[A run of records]
◆ ◆ ◆ ◆ ◆

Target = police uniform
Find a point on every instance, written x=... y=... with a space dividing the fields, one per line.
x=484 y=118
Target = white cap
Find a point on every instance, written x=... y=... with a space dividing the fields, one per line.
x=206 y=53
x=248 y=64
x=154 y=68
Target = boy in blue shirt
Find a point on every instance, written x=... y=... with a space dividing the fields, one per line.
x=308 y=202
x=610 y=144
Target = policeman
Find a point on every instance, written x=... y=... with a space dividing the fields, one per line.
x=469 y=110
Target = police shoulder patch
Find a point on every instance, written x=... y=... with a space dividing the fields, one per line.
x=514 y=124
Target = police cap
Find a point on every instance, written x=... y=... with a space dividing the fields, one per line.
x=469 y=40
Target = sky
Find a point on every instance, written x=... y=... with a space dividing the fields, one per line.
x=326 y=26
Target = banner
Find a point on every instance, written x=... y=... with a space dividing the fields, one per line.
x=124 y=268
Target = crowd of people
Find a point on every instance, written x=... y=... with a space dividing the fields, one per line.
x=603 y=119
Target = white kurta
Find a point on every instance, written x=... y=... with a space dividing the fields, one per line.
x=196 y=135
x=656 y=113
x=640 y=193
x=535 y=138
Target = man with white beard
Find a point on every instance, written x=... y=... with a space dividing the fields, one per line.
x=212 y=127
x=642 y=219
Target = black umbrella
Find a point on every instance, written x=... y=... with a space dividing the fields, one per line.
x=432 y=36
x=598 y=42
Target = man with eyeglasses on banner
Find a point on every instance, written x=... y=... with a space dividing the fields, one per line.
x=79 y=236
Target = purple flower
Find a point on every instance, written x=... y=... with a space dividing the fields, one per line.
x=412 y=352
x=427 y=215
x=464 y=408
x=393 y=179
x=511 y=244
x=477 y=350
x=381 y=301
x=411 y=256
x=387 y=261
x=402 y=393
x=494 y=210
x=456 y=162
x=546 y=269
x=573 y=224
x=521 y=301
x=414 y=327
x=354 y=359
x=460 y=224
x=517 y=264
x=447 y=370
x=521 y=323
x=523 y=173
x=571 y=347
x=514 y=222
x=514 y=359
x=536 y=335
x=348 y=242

◆ ◆ ◆ ◆ ◆

● Job
Rewrite the rows from the line with "Target = police shoulder patch" to the line with "x=603 y=119", replacing "every instance" with "each instance" and leaving everything else unchanged.

● Written solution
Target = police shoulder patch
Find a point on each instance, written x=... y=... with a space dividing the fields, one per line.
x=514 y=124
Target = police cap
Find a point on each instance, written x=... y=... with a space dividing the fields, one per line.
x=469 y=40
Target = sky
Find a point on each instance, written x=... y=... with a space dividing the fields, one per line.
x=326 y=26
Target = banner
Find a point on each instance, written x=... y=... with a space dividing the fields, one per line.
x=124 y=268
Target = crowd of people
Find a point on each instance, written x=... y=... with a space dividing the fields, one per line.
x=603 y=119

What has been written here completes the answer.